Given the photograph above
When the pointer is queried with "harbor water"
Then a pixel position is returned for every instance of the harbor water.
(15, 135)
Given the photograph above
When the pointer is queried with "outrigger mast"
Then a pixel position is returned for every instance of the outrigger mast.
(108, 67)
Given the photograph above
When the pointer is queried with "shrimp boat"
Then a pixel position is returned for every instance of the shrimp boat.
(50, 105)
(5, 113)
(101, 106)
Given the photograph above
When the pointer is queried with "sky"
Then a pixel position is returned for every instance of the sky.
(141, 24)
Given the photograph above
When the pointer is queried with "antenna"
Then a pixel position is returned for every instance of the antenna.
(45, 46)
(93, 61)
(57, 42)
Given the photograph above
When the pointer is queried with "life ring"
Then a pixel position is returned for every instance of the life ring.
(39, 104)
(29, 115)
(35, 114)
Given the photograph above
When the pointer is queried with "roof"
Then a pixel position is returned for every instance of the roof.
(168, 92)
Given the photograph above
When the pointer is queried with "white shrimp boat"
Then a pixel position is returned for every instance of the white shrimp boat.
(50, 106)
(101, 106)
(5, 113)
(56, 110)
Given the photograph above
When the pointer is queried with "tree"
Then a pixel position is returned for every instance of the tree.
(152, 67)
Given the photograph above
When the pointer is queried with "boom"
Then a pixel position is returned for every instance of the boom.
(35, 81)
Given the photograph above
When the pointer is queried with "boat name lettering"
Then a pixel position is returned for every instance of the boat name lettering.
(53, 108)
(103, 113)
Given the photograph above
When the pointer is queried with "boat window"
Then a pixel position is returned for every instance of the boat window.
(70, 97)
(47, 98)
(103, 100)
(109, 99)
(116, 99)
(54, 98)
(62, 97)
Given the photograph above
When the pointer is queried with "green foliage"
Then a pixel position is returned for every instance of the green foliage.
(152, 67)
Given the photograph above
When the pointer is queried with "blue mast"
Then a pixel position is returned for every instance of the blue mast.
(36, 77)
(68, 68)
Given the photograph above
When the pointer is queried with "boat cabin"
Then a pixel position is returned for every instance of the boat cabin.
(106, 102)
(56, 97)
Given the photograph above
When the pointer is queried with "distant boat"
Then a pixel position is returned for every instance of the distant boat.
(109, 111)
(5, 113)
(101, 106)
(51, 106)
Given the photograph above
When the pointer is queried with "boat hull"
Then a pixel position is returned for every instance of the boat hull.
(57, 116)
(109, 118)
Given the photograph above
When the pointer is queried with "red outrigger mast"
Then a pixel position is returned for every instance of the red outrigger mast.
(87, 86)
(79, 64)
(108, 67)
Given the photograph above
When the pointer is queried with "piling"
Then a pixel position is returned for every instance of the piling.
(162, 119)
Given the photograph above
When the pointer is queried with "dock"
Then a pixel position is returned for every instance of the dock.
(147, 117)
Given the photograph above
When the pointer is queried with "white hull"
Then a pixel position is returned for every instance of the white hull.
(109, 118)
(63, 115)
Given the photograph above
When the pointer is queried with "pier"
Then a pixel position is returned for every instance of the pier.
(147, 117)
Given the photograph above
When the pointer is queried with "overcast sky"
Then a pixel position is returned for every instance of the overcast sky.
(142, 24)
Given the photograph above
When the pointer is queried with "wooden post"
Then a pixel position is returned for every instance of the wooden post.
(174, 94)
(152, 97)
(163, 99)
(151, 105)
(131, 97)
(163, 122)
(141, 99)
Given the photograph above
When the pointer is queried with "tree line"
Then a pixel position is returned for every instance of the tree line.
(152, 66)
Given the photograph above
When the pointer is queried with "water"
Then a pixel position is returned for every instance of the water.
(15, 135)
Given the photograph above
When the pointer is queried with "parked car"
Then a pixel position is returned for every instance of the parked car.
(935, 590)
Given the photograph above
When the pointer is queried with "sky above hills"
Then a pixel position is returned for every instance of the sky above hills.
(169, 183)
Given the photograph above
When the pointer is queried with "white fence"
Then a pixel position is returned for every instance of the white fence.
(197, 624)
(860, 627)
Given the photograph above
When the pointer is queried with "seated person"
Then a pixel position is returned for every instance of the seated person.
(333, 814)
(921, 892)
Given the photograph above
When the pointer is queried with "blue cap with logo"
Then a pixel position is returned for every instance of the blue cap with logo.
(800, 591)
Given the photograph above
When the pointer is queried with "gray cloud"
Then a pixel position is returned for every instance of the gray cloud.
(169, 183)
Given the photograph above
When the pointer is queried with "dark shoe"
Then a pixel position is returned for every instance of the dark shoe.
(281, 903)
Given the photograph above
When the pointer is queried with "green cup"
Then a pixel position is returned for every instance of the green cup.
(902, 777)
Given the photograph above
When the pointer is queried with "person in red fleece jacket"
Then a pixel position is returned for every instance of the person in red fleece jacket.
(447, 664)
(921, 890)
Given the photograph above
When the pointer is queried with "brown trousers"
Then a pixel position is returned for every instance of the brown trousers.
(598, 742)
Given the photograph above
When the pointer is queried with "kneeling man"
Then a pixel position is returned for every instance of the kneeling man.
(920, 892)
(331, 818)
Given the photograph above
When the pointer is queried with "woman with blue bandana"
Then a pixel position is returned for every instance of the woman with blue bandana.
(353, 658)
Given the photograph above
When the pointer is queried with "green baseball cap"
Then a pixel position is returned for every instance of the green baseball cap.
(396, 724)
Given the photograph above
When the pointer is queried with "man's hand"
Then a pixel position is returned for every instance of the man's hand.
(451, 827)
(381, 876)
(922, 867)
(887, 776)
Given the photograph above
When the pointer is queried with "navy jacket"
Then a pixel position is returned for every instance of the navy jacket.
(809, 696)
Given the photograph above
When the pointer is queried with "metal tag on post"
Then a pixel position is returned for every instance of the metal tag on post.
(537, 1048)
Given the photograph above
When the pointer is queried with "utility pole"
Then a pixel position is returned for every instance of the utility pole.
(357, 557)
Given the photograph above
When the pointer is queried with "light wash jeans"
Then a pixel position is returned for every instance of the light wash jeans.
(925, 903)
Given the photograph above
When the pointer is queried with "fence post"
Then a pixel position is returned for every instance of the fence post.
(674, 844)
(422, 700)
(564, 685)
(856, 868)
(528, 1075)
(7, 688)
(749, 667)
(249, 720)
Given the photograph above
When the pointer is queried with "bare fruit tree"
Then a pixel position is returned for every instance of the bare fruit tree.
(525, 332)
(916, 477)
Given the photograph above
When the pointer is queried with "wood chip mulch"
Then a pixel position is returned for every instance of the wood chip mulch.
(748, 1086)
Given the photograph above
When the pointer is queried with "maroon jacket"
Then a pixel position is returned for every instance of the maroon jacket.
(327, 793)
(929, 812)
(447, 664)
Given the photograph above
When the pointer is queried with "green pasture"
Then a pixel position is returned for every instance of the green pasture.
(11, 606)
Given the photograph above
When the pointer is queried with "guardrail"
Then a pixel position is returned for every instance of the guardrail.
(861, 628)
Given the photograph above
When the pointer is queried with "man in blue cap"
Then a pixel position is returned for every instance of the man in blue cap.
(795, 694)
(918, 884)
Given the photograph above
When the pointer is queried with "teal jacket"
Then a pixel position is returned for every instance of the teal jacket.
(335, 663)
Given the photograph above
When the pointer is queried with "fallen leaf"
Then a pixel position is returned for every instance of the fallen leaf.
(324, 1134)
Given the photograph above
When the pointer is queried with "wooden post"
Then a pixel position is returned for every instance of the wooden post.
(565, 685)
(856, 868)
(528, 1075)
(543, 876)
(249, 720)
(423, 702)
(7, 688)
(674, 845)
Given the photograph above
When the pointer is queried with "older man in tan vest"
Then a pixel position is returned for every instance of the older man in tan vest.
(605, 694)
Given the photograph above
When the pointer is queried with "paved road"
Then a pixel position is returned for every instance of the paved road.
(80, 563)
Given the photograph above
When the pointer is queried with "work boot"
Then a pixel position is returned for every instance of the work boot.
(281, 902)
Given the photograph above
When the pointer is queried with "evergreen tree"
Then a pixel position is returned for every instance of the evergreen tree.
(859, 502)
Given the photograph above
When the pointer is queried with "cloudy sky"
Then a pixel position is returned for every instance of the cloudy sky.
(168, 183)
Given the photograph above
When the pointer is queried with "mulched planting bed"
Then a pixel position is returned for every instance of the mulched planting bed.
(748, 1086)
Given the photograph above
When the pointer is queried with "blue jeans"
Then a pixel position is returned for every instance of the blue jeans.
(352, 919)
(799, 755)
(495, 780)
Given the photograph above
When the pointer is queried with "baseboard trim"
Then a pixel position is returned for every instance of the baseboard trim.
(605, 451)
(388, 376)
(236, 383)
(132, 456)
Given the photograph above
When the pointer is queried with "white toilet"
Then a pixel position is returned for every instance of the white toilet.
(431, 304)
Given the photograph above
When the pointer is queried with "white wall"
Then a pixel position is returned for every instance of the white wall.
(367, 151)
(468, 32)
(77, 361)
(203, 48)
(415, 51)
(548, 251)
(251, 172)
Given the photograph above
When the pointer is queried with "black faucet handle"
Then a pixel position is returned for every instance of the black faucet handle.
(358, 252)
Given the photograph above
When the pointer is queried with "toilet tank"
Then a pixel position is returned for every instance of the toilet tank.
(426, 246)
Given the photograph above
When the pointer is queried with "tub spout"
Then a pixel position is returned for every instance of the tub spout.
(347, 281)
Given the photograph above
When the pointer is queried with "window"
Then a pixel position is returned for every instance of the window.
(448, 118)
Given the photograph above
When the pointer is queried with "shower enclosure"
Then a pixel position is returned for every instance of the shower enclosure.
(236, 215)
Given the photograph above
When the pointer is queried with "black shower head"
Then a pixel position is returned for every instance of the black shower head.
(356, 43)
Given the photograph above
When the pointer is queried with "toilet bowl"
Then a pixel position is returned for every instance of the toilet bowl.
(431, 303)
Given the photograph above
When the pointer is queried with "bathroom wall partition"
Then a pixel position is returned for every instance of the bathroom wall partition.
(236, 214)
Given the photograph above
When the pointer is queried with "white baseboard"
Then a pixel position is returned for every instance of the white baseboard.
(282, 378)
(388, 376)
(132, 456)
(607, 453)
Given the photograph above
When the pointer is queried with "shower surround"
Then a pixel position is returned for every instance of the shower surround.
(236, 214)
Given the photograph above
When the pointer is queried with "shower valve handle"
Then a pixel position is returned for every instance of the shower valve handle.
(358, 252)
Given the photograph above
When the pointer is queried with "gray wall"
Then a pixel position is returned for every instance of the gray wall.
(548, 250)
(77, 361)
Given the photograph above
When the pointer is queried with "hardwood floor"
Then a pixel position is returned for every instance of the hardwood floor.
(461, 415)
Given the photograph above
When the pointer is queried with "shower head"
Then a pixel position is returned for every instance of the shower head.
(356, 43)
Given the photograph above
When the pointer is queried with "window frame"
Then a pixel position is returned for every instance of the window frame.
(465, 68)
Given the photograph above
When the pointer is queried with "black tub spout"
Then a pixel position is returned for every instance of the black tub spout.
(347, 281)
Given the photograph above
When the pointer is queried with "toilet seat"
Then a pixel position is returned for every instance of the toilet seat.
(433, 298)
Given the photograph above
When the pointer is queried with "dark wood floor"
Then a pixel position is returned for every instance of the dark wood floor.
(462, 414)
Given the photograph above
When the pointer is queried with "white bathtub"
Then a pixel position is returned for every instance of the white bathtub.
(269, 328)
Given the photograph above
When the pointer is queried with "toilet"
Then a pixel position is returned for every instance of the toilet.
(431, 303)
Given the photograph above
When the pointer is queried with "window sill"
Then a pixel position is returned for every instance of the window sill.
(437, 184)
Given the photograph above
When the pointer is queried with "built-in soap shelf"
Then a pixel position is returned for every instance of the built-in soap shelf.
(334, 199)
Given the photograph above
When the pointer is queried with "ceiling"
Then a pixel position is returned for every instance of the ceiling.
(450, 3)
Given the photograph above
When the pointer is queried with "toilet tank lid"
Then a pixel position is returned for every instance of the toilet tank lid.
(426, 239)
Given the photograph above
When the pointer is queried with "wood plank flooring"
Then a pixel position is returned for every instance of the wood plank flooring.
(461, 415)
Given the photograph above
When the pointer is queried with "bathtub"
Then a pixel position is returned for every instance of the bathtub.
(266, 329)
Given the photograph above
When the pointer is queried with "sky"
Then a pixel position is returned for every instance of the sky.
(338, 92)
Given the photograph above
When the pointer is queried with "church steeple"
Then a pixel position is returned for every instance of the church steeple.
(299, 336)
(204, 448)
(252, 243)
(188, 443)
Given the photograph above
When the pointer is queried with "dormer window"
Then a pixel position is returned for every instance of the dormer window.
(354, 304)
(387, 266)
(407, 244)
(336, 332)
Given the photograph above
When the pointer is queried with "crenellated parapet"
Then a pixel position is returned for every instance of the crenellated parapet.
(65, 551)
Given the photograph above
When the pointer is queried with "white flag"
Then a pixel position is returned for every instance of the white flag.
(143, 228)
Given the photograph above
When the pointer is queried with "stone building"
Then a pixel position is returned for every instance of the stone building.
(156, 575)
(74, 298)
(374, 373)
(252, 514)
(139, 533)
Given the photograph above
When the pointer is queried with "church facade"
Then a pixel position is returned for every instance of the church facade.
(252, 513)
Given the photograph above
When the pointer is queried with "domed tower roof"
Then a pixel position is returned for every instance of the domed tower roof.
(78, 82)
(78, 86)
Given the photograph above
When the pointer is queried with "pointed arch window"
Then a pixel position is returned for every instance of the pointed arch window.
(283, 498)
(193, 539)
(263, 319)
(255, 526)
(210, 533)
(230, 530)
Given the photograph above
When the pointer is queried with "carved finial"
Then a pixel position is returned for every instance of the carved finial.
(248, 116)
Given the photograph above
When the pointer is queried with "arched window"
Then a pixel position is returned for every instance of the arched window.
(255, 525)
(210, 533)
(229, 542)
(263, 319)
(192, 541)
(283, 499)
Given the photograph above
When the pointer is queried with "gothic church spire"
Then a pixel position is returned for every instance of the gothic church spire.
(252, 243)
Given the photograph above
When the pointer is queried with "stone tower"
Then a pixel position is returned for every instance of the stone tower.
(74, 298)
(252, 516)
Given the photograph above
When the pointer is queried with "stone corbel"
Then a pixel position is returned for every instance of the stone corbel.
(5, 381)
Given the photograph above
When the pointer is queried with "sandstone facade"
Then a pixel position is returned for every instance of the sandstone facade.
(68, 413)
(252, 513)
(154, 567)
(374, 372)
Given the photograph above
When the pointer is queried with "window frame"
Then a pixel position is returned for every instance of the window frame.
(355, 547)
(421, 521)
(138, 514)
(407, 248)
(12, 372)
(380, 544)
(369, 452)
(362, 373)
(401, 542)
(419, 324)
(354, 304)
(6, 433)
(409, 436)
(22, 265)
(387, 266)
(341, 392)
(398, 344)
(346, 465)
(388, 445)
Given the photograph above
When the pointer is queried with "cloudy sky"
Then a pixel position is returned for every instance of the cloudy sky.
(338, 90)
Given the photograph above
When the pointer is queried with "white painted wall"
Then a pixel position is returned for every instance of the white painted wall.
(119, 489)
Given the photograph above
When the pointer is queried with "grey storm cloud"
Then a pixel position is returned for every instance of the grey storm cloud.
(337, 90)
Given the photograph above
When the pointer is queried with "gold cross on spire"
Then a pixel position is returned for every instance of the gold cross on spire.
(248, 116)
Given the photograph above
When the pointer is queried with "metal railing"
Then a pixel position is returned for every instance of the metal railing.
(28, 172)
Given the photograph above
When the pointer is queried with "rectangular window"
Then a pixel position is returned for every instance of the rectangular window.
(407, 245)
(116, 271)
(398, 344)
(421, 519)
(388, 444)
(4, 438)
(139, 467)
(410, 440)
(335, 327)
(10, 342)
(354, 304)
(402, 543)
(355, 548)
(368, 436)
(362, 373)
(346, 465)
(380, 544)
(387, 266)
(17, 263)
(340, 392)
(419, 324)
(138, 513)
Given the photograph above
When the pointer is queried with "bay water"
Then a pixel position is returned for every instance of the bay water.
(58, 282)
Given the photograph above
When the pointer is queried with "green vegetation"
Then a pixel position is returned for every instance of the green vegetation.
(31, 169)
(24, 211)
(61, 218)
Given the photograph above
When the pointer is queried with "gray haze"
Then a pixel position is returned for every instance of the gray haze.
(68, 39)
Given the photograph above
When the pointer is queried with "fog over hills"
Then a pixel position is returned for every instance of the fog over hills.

---

AIM: Extract every line of the entries that contains the string "bare", treating uppercase and lowercase as different.

EXERCISE SOLUTION:
When the pointer is queried with "bare fruit tree"
Then a pixel position is returned for every instance of the bare fruit tree.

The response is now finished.